== Segment start ==
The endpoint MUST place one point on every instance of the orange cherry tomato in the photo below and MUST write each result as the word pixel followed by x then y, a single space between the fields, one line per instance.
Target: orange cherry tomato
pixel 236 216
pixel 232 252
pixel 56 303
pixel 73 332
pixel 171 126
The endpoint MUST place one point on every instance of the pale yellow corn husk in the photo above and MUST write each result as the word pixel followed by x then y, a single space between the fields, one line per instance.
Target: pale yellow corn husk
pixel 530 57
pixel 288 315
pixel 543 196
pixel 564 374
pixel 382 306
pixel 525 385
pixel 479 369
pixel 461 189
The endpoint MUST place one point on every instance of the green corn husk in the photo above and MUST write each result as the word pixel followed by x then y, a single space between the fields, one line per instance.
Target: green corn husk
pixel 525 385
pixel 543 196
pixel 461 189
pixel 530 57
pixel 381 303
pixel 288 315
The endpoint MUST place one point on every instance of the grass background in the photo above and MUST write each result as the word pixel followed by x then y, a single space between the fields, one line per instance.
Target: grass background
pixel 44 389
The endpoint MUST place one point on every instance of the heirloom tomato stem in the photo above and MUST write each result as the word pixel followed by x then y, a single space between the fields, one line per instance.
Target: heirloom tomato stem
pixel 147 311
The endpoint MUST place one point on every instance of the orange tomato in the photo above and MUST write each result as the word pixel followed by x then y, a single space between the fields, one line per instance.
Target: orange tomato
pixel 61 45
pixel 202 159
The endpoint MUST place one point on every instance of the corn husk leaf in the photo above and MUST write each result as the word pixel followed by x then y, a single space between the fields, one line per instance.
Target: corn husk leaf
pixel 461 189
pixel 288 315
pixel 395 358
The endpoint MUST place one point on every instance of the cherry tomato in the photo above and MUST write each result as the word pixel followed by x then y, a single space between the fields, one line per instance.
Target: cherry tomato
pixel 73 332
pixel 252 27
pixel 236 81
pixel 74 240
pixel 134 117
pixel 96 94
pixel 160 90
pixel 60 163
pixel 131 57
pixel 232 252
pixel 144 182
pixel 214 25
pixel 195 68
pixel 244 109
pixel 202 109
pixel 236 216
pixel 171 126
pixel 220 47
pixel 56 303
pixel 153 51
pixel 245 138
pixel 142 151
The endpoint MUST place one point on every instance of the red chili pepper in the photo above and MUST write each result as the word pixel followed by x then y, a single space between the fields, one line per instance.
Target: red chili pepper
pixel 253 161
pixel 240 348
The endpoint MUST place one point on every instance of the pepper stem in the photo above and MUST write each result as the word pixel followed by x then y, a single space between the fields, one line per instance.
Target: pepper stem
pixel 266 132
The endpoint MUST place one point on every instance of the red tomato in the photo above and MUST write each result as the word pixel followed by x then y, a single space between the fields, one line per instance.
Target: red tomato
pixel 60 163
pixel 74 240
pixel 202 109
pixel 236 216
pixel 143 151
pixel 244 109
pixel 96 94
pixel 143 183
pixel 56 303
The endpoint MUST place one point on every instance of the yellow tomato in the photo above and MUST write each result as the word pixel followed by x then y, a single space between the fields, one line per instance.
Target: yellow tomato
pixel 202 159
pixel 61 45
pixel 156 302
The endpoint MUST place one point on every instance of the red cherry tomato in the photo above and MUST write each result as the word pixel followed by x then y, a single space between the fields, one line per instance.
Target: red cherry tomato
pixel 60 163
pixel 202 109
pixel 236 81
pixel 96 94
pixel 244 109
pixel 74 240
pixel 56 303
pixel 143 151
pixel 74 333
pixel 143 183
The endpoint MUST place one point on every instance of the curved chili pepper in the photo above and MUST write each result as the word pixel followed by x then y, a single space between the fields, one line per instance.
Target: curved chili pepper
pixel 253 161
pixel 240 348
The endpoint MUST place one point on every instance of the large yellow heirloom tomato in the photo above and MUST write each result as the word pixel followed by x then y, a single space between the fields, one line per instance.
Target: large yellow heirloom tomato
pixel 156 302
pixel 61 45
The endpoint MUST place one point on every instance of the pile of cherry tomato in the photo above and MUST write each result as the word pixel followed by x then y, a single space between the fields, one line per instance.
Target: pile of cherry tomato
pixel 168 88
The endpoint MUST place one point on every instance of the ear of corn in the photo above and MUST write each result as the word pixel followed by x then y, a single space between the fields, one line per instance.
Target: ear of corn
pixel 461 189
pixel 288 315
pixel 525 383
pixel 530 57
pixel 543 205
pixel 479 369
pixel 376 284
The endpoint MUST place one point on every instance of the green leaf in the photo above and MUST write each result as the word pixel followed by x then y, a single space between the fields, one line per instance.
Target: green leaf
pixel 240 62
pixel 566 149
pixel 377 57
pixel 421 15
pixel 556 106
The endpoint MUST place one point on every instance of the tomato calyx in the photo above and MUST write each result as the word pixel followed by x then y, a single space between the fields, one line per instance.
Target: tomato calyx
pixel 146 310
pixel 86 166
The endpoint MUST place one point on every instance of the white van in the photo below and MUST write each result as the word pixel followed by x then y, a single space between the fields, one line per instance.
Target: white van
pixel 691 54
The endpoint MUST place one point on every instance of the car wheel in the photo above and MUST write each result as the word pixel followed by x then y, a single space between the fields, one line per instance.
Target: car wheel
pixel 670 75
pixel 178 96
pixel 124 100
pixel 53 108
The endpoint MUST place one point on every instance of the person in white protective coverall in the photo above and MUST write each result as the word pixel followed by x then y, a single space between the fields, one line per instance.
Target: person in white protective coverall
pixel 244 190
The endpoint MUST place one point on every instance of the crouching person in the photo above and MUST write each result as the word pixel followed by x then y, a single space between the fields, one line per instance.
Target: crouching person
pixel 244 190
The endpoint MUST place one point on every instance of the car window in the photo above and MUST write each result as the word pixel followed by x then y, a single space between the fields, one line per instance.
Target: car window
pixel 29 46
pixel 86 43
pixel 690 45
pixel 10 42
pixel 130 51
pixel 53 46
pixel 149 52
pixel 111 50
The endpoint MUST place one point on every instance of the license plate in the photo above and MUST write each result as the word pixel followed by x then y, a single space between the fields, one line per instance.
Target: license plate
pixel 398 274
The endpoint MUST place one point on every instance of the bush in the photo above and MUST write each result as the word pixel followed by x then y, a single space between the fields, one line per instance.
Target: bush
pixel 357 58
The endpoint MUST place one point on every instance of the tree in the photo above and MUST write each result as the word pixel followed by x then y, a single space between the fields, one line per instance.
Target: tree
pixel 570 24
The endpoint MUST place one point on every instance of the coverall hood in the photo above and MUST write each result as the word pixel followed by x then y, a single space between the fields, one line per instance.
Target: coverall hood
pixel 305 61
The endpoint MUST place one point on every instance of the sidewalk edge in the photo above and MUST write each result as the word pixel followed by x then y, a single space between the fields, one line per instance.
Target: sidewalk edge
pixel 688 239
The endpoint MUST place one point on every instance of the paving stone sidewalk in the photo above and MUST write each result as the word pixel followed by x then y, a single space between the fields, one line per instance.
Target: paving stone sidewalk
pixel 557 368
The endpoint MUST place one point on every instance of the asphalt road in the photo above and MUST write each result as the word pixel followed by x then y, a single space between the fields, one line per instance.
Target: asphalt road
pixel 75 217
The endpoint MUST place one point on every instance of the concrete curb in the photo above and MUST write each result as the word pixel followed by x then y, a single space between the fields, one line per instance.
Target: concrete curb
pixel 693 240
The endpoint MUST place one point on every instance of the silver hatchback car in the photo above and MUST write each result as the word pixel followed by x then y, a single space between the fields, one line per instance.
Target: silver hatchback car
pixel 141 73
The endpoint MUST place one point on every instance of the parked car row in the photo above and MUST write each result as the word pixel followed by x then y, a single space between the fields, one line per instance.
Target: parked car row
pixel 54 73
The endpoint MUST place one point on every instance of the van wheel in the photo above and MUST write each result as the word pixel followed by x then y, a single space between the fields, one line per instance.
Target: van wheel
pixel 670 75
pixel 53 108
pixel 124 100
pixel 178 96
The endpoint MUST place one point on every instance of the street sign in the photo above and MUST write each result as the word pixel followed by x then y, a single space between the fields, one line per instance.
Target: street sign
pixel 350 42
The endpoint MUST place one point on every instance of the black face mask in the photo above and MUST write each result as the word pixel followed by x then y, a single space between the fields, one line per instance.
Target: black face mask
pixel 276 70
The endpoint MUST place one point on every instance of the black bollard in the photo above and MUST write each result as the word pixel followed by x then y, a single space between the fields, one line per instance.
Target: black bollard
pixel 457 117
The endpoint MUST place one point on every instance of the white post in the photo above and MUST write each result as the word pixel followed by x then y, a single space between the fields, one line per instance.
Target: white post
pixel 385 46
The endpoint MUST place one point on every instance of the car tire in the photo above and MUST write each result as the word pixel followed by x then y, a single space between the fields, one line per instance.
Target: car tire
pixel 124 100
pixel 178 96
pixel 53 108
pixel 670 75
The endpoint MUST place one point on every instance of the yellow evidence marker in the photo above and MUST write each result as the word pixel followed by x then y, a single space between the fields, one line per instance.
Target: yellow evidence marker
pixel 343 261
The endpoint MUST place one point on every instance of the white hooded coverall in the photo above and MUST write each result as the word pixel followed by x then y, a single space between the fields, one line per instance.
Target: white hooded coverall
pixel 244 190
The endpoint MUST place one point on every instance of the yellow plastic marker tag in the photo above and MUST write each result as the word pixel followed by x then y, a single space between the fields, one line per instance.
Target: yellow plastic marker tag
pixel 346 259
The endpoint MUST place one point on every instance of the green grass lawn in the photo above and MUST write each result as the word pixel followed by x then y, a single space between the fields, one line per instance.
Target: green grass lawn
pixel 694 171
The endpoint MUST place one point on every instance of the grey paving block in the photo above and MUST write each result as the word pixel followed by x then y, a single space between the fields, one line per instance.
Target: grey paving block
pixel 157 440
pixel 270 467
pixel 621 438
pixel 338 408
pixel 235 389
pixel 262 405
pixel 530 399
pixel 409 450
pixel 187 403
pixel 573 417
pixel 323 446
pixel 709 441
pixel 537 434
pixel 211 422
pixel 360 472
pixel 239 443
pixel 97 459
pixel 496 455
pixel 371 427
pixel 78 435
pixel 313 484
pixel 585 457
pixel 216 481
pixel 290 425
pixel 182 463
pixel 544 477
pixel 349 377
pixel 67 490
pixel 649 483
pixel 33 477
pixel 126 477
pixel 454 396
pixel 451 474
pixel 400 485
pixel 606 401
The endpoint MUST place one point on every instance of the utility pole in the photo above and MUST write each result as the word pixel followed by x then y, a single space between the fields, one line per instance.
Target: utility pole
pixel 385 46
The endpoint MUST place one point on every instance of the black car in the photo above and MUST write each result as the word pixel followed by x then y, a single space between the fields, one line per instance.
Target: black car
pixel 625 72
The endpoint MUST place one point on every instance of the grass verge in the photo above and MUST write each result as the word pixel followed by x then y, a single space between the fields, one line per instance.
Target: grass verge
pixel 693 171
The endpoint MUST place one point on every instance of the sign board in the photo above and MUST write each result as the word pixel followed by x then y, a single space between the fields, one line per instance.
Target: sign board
== Segment end ==
Copy out precisely the lines from the line with "of the corn" to the line with "of the cherry" in the material above, including those two lines and omitting all the rest.

### ANSWER SPACE
The endpoint MUST place one point on every instance of the corn husk leaf in the photo above and MUST write each result as the word pixel followed by x then y, a single space between the fields, one line per instance.
Target: corn husk leaf
pixel 461 189
pixel 288 315
pixel 395 358
The endpoint MUST place one point on every instance of the cherry tomato in the photo above and MUST write each result as the word pixel followed by x then y, a single space between the fields, one line per instance.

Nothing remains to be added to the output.